THE REQUEST:
Set down the lines of the following material word for word, leaving out the pictures.

DATASET ENTRIES:
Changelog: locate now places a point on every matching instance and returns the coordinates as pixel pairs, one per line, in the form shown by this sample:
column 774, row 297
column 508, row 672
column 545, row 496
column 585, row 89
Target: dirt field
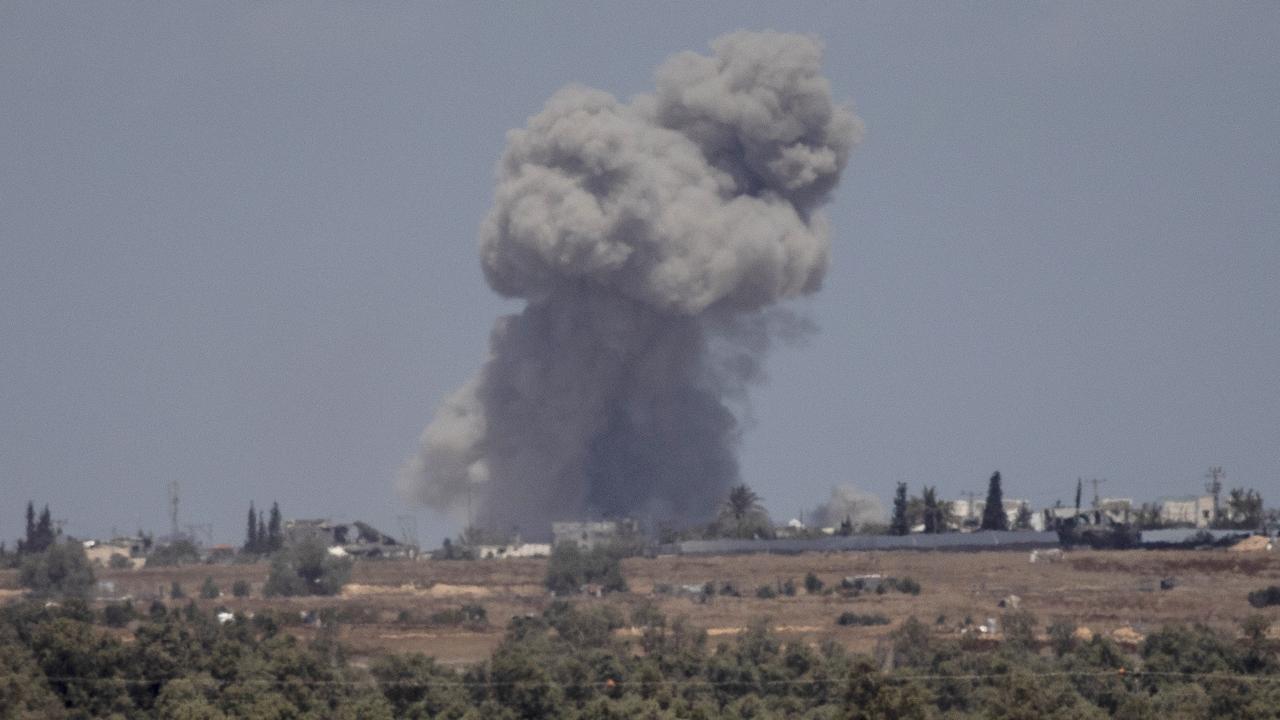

COMPLETED EXERCISE:
Changelog: locate now places a point on every matching instance and returns the coordinates as pixel pairs, one per line, in the form shown by this sample:
column 774, row 297
column 508, row 672
column 545, row 496
column 585, row 89
Target: dirt field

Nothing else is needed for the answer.